Task directions ->
Please write out every line of the data below, without changing a single character.

══ Records supplied ══

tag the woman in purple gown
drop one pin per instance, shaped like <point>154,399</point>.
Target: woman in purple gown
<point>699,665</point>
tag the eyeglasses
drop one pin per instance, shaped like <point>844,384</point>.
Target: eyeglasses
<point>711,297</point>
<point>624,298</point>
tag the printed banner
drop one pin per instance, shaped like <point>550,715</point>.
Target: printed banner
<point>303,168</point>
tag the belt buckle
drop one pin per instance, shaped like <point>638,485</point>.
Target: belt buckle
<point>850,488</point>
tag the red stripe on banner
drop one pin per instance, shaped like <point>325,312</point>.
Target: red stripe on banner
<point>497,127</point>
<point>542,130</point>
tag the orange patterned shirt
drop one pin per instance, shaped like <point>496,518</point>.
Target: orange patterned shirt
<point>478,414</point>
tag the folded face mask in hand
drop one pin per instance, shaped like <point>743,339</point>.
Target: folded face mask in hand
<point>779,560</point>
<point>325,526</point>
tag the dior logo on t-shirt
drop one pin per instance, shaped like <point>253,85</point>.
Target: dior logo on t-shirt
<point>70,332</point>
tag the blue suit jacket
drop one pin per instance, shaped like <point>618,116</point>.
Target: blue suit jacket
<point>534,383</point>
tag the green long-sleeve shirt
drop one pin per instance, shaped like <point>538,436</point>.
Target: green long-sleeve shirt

═══

Complete output ->
tag the woman in purple gown
drop one pin per instance, shaped like <point>154,399</point>.
Target: woman in purple gown
<point>699,665</point>
tag the eyeglasses
drop one pin per instance, shaped like <point>844,384</point>.
Target: eyeglasses
<point>711,297</point>
<point>624,298</point>
tag the printed banner
drop one pin per instance, shaped like <point>550,715</point>.
Target: printed banner
<point>303,168</point>
tag the belt buckle
drop one pin per instance, shaped like <point>638,485</point>.
Target: belt buckle
<point>850,488</point>
tag the red stripe on banner
drop one pin per instance, shaped like <point>325,312</point>.
Target: red stripe on banner
<point>497,127</point>
<point>542,130</point>
tag the orange patterned shirt
drop one pin per instance, shaped like <point>496,518</point>.
Target: orange patterned shirt
<point>478,414</point>
tag the folded face mask in hand
drop one pin per instance, shaped like <point>743,339</point>.
Target: folded face mask in hand
<point>779,560</point>
<point>325,526</point>
tag the dior logo on t-shirt
drop one pin per instance, shaped like <point>253,85</point>.
Target: dior logo on t-shirt
<point>70,332</point>
tag the blue suit jacket
drop one pin per instance, shaped like <point>618,116</point>.
Target: blue suit jacket
<point>534,383</point>
tag the green long-sleeve shirt
drop one pin per instance, shaped like <point>538,436</point>.
Target: green long-sleeve shirt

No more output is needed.